Brief
Set the pictures aside and return each record below precisely as written.

Data supplied
********************
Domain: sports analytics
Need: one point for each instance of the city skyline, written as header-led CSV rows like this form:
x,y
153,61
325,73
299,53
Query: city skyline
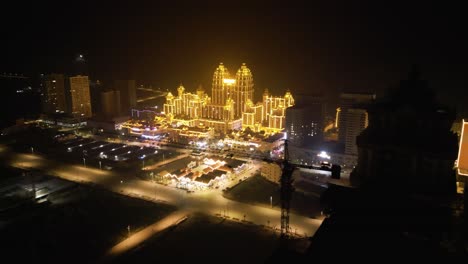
x,y
330,55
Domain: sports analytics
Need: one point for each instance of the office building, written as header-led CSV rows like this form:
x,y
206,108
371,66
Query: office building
x,y
80,96
54,93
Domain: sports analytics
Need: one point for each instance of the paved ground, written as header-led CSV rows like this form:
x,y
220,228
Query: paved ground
x,y
210,202
136,239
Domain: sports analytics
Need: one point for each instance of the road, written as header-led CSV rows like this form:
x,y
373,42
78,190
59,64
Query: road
x,y
136,239
210,201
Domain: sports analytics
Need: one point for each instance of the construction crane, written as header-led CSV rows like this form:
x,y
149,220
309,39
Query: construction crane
x,y
286,191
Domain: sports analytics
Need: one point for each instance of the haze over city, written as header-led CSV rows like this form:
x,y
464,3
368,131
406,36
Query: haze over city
x,y
236,132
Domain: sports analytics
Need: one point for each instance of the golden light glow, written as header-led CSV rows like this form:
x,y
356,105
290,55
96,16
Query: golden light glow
x,y
462,161
229,81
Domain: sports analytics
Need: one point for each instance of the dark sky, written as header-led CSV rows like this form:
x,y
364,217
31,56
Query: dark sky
x,y
304,47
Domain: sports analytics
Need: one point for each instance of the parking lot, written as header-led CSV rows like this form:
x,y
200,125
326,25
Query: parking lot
x,y
106,155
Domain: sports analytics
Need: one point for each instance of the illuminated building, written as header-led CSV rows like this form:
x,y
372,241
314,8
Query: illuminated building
x,y
231,105
356,121
80,97
271,171
346,117
54,94
243,90
462,160
127,89
304,121
221,88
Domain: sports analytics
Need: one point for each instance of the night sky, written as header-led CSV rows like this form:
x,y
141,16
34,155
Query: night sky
x,y
304,47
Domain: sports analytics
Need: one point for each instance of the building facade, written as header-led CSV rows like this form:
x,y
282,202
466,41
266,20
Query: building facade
x,y
408,145
127,89
230,106
350,104
54,93
80,96
110,103
304,121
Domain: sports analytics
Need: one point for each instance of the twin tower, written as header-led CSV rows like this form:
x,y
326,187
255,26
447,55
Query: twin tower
x,y
235,91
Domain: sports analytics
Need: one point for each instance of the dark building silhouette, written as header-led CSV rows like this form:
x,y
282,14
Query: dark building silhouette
x,y
401,202
408,143
127,89
95,89
352,118
304,121
54,94
20,99
80,65
110,103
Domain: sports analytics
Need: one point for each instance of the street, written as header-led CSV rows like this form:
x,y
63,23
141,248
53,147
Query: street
x,y
210,202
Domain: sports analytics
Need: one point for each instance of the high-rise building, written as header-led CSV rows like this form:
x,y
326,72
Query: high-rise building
x,y
243,90
408,145
110,103
222,85
127,89
357,121
95,90
304,121
350,101
54,94
231,106
80,96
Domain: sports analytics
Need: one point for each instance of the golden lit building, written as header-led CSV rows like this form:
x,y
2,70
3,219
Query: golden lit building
x,y
462,160
80,97
243,91
231,105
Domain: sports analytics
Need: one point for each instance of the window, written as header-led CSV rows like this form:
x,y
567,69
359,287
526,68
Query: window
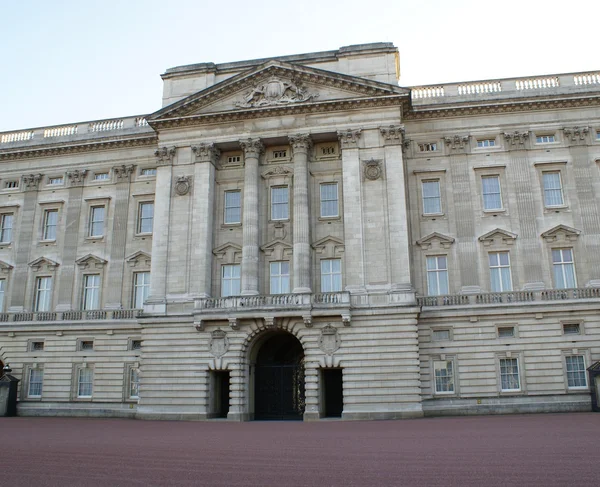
********************
Exercise output
Domain: sports analytics
Need: one point for each instance of the city skyline, written as header-led CSV rows like this form:
x,y
153,61
325,73
299,53
Query: city skyline
x,y
330,55
Domain: sports analytics
Need: one point for each instance of the office building, written as header-led CSV rows like this form:
x,y
206,108
371,66
Query: office building
x,y
80,96
54,93
Domain: sports analytics
Need: one point for each instance of the paved ground, written as header-led CSV rows like this form:
x,y
220,228
Query: paved ground
x,y
210,202
136,239
Domain: sports analytics
Need: one point for each instance of the road, written as header-led CSV rows like this form:
x,y
373,42
78,190
59,64
Query: road
x,y
136,239
210,201
Domain: sports analytics
Need: one point for each instance of the construction crane, written as header-led CSV rows like this form:
x,y
149,220
309,39
Query: construction crane
x,y
286,191
Domain: sports analytics
Need: one point for each instance of the haze over city, written as header-led CSV rows like this form:
x,y
464,3
368,131
406,36
Query: haze over city
x,y
236,132
Domain: sports analytics
Need: one point for each instance of the golden light glow, written as header-led CSV rows like this form:
x,y
356,105
290,55
96,16
Query: golden light glow
x,y
462,161
229,81
Domain: sports analytics
Need: one point for each instance of the dark sky, written as header-led CSV rows like this form:
x,y
364,217
31,56
Query: dark sky
x,y
304,47
Domain: sports analytics
Need: one point for each instance of the parking lot, written as header-led CSV rows like this form:
x,y
200,125
326,25
Query: parking lot
x,y
106,155
Domain: sports analytics
Need: one point for each instance of the illuminated building, written as header-led CSV rows like this form:
x,y
372,241
314,8
Query: illuminated building
x,y
231,105
356,121
80,97
271,171
346,117
54,94
243,90
462,160
127,89
304,121
221,88
Domain: sports analytics
Need: one point for each instance of the night sky, written as header-led CSV rows like this form:
x,y
141,16
34,155
Query: night sky
x,y
304,47
Domain: sports analytics
Need: one point for each instance of the building facade, written as header-led CSV rows like this form:
x,y
282,202
466,41
266,20
Query: building facade
x,y
408,145
127,89
230,106
350,104
54,93
80,96
110,103
304,121
Domain: sports analytics
Need: one point for each instance of the twin tower, written as header-led CSV rows like this form:
x,y
326,187
255,26
447,55
Query: twin tower
x,y
235,91
Domain: sports analytics
Need: one point for each instance of the dark building silhouette, written as header-led CSV rows like this form:
x,y
282,14
Query: dark building silhouette
x,y
401,202
408,143
127,89
95,89
352,118
304,121
54,94
20,99
80,65
110,103
Domain: sports analytics
Need: one point for each instance of the street, written as header-led CSV rows like this form:
x,y
63,23
141,248
53,147
Query: street
x,y
210,202
Domain: sports analytics
Need: one point for each instance of the high-rise building, written as header-led CSV rows like this form:
x,y
326,72
Query: high-rise building
x,y
243,90
408,145
110,103
222,85
127,89
357,121
95,90
304,121
350,101
54,94
231,106
80,96
Domain: sports analytics
Need: one point for each instance of the golden lit building, written as header-led CSV rows like this form:
x,y
2,70
3,219
Query: golden lit building
x,y
462,160
80,97
243,91
231,105
Domain: sports analytics
Need: one point for each instance of the window, written as header-led CSV rows like this form:
x,y
567,69
359,287
526,68
Query: window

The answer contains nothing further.